(Dataset records begins)

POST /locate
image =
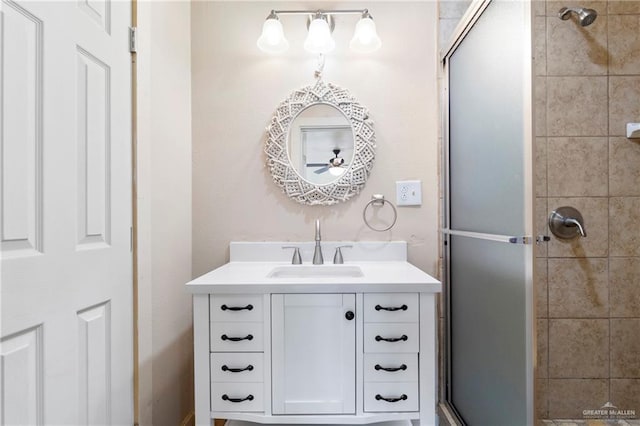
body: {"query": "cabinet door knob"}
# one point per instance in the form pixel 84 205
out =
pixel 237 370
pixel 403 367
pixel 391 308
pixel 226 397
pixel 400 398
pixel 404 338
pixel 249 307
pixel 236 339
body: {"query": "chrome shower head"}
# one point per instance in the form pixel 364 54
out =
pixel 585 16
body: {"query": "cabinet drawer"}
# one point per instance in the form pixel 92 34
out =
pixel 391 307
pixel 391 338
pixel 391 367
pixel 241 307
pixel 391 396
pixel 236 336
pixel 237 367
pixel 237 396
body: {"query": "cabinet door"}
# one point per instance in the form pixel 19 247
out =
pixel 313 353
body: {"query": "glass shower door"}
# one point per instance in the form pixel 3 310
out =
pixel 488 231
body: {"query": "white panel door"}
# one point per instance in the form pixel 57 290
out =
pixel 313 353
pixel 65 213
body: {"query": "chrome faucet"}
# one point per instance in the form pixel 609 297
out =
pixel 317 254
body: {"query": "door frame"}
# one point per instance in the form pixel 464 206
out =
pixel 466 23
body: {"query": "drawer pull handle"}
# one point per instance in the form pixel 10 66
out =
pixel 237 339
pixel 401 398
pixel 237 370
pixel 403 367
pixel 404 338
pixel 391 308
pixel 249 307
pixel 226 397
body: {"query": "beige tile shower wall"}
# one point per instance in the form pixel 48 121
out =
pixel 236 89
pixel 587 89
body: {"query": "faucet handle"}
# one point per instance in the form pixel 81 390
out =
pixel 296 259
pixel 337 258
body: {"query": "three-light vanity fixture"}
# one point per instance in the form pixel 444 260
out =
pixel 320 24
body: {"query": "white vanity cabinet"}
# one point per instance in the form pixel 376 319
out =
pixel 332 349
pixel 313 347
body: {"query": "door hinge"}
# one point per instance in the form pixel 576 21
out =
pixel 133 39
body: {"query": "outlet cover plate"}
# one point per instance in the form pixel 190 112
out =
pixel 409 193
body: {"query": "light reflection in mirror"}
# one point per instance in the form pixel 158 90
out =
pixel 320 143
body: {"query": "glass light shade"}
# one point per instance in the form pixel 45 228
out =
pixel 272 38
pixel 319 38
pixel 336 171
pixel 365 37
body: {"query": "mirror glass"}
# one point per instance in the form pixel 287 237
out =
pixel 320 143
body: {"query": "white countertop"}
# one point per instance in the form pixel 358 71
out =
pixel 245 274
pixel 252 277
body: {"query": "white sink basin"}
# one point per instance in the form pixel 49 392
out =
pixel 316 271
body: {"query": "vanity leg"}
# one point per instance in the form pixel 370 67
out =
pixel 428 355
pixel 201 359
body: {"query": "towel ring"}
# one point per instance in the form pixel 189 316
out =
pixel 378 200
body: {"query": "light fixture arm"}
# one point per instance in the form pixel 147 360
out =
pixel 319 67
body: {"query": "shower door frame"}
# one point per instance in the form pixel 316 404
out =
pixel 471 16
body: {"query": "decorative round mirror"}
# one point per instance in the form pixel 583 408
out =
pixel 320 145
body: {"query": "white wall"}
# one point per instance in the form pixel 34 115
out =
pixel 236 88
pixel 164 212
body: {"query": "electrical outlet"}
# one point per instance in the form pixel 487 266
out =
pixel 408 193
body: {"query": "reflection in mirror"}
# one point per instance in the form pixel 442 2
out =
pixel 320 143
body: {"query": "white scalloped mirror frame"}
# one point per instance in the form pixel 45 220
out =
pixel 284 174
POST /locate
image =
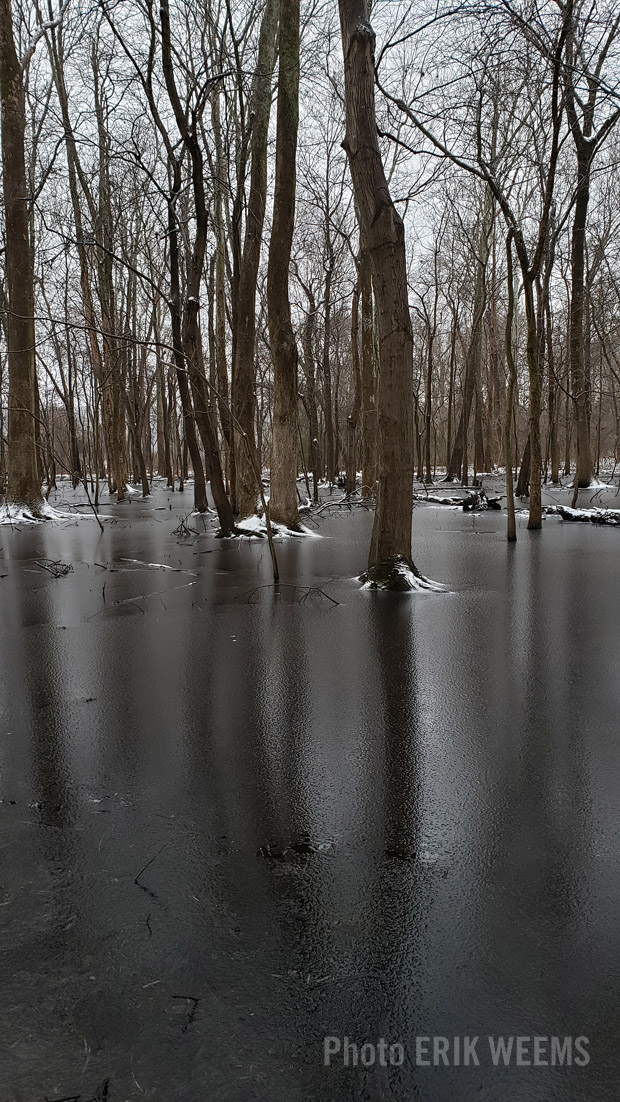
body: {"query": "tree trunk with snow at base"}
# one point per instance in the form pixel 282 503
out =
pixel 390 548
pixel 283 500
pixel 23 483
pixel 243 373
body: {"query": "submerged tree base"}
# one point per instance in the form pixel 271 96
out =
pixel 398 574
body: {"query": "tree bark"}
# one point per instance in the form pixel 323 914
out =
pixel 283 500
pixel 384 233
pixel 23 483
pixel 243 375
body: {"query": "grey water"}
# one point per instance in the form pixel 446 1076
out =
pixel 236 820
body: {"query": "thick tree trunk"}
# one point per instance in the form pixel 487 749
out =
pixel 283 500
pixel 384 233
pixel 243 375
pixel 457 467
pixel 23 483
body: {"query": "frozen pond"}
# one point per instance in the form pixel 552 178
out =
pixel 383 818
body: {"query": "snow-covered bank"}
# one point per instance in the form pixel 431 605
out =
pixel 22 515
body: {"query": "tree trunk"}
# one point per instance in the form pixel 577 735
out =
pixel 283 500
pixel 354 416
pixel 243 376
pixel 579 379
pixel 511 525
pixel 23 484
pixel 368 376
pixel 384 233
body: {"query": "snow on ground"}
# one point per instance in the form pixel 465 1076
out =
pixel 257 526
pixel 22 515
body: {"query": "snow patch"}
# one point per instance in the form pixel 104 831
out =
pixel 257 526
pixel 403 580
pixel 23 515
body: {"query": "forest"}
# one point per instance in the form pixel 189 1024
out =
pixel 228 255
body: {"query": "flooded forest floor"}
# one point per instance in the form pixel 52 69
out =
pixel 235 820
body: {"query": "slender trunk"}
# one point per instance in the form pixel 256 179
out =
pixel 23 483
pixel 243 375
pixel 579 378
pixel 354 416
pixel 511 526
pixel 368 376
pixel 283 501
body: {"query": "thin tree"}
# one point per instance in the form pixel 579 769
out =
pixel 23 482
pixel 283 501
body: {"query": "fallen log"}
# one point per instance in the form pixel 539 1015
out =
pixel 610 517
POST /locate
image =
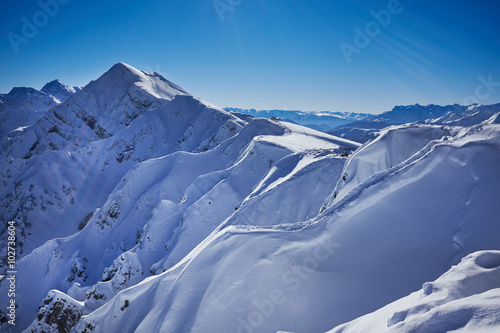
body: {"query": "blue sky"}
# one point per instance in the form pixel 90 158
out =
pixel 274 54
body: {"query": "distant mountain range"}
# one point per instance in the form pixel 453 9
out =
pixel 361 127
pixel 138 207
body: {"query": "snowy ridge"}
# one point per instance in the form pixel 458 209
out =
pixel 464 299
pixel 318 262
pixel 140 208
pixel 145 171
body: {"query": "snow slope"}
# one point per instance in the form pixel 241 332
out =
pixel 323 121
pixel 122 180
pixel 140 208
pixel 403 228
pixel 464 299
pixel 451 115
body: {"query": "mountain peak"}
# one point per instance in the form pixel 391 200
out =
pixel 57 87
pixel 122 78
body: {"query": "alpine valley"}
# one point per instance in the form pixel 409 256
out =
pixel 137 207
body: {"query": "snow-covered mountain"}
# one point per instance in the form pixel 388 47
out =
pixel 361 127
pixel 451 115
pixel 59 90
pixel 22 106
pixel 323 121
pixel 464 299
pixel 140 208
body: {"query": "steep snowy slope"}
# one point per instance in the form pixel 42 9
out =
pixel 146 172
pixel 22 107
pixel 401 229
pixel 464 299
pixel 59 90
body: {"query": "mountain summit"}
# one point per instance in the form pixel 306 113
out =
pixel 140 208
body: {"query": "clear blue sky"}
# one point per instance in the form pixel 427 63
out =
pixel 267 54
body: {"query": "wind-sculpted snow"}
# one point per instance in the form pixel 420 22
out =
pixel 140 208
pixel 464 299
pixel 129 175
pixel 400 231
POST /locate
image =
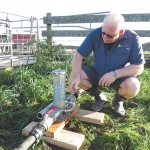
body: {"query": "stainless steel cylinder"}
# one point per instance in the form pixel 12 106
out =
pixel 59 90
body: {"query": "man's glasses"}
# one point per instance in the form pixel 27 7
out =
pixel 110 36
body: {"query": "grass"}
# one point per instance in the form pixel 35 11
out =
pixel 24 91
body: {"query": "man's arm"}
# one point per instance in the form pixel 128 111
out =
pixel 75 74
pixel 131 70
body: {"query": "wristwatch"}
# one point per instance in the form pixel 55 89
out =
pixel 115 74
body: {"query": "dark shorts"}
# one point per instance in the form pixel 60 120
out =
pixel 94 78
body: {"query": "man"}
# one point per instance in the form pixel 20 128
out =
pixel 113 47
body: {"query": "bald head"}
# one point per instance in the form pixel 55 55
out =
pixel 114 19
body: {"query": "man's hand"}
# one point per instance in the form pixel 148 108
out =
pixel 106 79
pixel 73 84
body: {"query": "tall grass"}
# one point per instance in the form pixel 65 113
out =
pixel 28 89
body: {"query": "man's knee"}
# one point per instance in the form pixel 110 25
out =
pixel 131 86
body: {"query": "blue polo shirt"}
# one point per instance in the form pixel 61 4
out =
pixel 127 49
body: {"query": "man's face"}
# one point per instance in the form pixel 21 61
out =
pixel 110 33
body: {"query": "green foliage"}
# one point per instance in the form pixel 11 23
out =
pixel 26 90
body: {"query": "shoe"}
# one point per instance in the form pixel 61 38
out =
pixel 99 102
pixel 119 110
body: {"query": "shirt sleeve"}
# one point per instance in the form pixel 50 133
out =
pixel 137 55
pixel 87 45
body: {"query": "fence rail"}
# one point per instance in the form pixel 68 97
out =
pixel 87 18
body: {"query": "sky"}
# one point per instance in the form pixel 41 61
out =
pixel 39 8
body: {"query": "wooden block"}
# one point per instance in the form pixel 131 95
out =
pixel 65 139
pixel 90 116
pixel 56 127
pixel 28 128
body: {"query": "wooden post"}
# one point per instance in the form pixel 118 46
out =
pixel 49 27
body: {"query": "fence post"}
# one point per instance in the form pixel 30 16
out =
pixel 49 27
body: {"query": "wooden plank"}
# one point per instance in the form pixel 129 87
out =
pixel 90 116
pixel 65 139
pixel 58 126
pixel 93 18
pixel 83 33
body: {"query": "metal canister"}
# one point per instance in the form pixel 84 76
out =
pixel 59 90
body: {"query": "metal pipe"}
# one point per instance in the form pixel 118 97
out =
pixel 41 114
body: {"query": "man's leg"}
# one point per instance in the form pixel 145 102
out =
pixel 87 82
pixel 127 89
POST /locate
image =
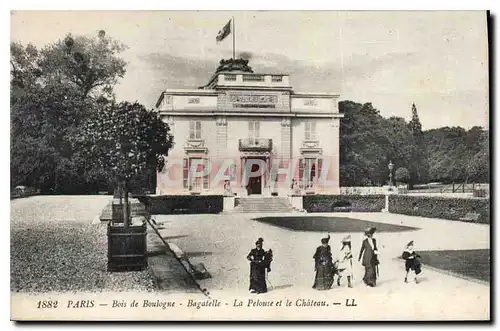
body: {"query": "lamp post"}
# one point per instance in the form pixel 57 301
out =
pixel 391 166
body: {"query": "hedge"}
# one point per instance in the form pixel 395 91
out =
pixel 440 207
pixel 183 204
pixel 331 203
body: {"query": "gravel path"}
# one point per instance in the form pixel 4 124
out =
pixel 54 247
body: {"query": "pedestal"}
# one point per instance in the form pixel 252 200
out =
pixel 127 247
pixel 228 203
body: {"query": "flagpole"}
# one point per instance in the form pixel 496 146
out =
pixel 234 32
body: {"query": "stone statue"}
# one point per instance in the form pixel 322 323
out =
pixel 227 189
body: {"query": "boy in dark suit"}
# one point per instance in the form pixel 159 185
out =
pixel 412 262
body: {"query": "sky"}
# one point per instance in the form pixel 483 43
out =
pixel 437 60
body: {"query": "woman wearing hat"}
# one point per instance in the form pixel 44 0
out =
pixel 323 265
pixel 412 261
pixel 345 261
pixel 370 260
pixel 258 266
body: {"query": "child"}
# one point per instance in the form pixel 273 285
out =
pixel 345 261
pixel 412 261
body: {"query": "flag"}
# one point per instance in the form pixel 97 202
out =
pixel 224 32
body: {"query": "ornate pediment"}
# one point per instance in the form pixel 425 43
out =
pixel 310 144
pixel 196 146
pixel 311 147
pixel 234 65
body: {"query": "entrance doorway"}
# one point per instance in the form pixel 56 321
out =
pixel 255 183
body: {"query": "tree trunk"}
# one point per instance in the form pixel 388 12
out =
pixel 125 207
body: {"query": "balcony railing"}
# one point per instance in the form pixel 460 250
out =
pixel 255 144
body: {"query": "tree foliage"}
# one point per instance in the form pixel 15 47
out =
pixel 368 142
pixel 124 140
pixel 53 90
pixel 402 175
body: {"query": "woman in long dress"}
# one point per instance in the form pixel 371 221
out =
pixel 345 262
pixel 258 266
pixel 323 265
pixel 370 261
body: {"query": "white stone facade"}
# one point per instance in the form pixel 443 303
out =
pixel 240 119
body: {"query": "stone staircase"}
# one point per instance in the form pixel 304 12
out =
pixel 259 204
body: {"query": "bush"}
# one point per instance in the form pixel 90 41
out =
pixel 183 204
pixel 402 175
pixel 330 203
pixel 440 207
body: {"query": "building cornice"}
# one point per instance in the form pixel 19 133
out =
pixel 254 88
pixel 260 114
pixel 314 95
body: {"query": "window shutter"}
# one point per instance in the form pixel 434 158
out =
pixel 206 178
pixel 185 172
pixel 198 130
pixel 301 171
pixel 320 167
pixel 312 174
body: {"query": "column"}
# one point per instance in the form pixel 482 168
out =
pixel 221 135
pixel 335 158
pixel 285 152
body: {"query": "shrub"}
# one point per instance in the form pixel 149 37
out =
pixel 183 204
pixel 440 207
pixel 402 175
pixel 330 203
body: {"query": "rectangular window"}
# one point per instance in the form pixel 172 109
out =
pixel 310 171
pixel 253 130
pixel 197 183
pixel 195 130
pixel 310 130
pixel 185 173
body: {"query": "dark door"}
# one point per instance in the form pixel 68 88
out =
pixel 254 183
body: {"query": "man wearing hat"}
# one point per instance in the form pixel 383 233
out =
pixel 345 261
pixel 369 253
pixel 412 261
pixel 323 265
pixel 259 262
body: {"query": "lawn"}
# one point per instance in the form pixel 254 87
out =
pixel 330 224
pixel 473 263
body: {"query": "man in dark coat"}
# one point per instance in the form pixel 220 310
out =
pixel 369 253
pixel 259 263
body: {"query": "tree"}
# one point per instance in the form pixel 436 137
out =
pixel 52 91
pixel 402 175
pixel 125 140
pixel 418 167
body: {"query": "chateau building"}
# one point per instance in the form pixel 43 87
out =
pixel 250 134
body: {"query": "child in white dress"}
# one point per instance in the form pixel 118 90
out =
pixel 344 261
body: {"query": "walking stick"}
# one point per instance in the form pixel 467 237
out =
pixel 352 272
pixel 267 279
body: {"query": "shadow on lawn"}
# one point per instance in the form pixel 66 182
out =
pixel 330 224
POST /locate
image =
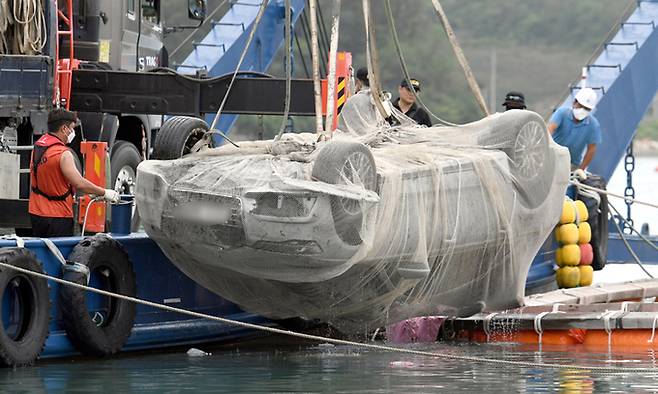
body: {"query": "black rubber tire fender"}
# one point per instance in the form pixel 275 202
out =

(Dataset records ends)

◆ Work required ◆
Counting only lines that contain the string "base", how many are there in the data above? Give the number alone.

◆ Answer to the exercise ◆
2